Goal> Please copy the data character for character, starting at the line that contains "mark the region of every instance of the distant" and ending at the line that contains "521 96 L 276", with both of those lines included.

○ ○ ○ ○

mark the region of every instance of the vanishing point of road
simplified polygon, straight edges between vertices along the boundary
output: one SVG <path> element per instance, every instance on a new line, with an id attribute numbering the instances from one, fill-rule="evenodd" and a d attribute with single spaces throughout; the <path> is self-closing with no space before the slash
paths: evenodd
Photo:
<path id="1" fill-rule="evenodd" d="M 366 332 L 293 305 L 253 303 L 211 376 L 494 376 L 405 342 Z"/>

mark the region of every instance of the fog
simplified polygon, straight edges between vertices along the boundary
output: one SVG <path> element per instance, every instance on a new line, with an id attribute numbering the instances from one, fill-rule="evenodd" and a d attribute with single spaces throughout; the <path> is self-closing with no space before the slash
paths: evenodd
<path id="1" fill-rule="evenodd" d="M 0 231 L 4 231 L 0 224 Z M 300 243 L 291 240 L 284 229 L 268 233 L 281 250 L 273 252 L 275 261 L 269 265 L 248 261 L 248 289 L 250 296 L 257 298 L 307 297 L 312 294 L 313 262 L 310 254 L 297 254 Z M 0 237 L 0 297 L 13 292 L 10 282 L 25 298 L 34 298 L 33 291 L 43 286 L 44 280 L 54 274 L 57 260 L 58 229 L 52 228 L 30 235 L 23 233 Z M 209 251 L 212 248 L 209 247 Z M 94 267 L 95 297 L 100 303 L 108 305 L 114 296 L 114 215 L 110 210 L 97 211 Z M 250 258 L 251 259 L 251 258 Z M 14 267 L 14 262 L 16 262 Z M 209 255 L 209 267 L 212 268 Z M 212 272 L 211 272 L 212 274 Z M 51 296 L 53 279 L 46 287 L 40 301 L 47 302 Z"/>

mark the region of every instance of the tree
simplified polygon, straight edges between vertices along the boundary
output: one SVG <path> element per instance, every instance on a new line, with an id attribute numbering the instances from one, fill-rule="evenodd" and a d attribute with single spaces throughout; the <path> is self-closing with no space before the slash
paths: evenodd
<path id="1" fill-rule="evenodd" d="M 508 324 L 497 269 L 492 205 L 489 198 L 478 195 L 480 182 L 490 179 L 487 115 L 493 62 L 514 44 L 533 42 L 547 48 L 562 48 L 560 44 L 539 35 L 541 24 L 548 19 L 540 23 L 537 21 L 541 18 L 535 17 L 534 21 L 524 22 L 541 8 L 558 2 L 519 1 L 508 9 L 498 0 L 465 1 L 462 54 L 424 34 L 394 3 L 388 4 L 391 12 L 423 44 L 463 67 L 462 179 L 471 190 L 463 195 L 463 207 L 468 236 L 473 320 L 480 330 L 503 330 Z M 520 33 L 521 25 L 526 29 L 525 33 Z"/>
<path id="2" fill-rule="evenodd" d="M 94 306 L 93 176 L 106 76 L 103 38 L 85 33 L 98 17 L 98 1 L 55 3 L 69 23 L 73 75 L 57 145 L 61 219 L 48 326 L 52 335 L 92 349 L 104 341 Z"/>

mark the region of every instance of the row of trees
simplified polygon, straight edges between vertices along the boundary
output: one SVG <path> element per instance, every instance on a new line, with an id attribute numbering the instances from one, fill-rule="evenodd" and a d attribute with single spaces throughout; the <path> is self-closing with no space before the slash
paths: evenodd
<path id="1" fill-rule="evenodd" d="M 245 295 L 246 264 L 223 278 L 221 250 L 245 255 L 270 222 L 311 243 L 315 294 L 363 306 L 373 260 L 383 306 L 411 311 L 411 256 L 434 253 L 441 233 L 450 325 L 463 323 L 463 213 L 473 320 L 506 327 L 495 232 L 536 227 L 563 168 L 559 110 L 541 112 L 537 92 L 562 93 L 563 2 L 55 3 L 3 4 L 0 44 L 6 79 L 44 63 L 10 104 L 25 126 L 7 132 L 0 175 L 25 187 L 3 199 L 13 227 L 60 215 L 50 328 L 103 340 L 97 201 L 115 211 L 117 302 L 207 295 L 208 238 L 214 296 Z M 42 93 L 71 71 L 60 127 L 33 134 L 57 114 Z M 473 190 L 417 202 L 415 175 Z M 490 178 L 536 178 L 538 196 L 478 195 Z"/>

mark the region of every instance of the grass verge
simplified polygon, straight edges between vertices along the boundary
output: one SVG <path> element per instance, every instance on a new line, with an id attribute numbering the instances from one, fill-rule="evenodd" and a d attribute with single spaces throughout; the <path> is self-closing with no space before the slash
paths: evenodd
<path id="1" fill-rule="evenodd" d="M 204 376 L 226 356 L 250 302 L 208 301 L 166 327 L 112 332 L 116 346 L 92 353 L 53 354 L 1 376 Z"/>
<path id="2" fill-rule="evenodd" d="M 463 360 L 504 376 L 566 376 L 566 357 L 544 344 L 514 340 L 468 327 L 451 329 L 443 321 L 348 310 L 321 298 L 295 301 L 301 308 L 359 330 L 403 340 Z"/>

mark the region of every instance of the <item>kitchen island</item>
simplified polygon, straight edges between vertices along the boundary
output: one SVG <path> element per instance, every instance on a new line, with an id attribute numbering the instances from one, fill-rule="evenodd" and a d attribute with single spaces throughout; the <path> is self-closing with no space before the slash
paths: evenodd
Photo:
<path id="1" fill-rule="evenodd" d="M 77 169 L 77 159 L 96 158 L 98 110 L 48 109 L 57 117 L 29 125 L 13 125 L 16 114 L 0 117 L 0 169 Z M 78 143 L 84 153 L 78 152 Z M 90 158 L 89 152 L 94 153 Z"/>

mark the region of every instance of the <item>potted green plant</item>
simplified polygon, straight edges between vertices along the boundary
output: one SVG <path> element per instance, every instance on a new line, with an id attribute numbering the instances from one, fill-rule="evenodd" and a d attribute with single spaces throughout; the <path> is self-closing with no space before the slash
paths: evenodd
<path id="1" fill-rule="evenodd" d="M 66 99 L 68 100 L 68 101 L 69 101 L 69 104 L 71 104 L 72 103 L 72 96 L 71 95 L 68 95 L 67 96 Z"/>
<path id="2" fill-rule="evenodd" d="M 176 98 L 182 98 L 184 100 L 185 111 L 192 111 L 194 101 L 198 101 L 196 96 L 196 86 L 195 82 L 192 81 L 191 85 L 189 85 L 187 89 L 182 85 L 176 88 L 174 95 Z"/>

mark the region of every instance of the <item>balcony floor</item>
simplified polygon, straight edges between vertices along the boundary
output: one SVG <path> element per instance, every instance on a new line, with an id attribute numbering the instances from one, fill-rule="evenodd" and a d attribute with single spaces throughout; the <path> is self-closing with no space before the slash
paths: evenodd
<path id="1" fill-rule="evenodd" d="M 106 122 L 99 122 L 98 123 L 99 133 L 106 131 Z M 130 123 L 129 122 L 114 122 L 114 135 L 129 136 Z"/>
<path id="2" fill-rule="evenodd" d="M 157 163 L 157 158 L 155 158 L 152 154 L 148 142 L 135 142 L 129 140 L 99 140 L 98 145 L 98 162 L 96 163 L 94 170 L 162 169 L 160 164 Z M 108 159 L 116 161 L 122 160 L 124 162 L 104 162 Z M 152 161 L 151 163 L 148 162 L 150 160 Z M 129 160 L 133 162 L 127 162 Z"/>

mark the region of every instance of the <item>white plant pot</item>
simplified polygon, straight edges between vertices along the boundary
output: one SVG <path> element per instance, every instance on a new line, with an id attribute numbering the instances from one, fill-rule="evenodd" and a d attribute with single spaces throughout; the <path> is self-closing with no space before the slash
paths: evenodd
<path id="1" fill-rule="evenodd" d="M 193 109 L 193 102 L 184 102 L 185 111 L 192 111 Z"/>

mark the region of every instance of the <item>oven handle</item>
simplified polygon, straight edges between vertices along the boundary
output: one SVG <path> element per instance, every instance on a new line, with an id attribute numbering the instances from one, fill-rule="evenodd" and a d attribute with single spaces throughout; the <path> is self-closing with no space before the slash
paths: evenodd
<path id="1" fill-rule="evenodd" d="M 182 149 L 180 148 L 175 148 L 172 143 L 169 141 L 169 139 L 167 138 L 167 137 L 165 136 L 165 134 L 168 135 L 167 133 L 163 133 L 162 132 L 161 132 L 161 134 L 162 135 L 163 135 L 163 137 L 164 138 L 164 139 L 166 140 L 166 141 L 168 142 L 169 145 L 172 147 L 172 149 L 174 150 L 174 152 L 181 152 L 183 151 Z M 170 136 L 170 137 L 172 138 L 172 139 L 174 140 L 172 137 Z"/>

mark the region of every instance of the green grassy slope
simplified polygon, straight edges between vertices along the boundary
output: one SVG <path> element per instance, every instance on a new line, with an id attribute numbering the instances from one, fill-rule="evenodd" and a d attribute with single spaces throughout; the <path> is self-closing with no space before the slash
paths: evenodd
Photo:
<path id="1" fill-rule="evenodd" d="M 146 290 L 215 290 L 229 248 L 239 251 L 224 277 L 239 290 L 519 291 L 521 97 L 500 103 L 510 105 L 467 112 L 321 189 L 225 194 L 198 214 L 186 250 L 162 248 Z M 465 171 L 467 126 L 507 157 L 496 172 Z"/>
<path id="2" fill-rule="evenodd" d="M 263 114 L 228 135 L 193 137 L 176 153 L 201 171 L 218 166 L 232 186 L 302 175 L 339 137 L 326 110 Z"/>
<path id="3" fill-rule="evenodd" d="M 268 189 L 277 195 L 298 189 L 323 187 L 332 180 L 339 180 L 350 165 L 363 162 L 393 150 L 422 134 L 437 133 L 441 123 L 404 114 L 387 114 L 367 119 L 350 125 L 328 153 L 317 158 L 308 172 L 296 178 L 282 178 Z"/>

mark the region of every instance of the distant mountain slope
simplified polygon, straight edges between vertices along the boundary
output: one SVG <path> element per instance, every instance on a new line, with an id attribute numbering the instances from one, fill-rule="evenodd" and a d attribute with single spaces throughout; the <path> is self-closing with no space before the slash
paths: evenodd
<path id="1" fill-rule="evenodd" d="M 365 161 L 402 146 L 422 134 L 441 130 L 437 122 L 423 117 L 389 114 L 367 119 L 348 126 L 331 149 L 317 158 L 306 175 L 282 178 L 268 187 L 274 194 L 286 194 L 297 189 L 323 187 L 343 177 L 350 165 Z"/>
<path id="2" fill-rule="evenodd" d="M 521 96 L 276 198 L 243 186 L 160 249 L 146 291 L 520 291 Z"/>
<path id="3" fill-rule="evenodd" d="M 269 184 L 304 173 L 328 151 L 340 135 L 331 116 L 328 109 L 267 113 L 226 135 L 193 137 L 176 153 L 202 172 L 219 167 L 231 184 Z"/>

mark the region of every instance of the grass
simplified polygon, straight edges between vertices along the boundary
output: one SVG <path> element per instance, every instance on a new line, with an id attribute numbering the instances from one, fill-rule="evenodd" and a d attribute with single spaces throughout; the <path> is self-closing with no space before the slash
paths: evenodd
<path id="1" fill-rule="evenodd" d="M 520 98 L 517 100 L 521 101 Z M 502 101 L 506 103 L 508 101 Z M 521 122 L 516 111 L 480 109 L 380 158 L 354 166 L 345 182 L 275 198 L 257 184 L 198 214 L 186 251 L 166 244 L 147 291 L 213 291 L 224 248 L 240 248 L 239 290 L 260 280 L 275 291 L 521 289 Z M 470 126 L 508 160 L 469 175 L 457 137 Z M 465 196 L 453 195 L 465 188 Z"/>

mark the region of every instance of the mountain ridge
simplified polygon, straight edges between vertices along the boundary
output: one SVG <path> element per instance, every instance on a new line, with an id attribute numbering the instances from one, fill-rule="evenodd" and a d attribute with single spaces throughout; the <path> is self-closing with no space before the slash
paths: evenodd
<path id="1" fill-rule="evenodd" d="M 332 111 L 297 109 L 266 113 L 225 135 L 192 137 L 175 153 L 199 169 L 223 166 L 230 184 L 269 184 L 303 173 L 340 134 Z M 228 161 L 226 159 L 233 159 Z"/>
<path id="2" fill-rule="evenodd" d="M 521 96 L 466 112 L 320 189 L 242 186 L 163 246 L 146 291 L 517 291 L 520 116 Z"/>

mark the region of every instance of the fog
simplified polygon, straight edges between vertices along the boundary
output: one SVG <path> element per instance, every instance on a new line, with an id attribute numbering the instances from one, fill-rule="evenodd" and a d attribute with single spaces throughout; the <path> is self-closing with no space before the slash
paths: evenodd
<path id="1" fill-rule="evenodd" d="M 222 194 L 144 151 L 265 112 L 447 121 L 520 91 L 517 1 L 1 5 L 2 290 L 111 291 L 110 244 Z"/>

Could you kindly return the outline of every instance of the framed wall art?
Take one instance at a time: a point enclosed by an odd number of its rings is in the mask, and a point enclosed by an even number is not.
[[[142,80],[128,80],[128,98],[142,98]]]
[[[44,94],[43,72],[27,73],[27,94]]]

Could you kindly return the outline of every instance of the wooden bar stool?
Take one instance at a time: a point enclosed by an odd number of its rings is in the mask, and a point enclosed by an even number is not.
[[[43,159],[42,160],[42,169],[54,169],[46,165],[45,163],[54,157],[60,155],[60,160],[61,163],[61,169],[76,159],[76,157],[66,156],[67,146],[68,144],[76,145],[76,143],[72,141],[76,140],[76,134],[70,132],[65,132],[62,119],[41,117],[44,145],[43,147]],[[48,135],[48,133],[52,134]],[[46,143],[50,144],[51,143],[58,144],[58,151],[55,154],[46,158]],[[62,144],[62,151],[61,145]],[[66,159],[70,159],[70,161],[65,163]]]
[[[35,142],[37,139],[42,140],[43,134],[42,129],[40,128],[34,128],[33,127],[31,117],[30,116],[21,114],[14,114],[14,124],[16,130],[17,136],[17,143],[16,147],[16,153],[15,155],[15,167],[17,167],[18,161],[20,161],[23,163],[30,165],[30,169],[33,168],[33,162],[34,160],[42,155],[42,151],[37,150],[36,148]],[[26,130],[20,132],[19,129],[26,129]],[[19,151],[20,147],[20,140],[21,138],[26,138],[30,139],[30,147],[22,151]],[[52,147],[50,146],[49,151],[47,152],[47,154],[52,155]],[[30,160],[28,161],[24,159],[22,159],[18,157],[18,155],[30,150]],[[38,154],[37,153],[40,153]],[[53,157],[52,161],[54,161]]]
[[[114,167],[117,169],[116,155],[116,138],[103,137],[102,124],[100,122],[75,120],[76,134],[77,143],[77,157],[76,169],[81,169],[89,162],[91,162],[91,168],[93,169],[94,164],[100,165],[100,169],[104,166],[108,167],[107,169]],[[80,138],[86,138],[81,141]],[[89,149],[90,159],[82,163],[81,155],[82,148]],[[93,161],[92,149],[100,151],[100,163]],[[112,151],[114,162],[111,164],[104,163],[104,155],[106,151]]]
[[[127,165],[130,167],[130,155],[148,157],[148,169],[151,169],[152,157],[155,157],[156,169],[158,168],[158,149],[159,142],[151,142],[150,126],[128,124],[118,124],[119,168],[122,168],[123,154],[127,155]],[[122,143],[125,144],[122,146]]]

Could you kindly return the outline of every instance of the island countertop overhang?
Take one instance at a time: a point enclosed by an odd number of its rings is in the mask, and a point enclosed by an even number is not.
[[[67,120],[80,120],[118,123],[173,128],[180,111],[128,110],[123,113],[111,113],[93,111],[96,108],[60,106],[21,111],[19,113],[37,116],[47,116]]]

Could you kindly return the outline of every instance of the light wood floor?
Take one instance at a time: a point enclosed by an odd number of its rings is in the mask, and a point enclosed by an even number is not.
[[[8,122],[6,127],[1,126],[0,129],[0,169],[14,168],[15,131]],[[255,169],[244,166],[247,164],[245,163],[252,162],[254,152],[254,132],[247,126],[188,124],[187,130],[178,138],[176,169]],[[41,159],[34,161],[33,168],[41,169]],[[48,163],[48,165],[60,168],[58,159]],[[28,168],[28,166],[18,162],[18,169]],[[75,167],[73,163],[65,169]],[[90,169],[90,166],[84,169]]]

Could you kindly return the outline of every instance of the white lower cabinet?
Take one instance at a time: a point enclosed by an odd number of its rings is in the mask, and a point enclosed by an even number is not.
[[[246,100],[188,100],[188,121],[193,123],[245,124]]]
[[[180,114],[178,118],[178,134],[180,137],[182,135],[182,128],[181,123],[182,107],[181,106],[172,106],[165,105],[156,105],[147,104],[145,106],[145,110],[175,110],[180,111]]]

○ ○ ○ ○

The output>
mark the region of every instance of the distant mountain slope
simplified polygon, straight edges between vertices along the boundary
output: one SVG <path> element per instance, every instance on a new line, with an id attribute numbering the instances from one, fill-rule="evenodd" and a d attribute with single spaces throughout; the <path> is self-closing with no space before the slash
paths: evenodd
<path id="1" fill-rule="evenodd" d="M 365 161 L 402 146 L 422 134 L 441 130 L 437 122 L 423 117 L 389 114 L 367 119 L 348 126 L 331 149 L 317 158 L 306 175 L 282 178 L 268 187 L 274 194 L 286 194 L 297 189 L 323 187 L 343 177 L 350 165 Z"/>
<path id="2" fill-rule="evenodd" d="M 521 96 L 276 198 L 243 186 L 160 249 L 146 291 L 520 291 Z"/>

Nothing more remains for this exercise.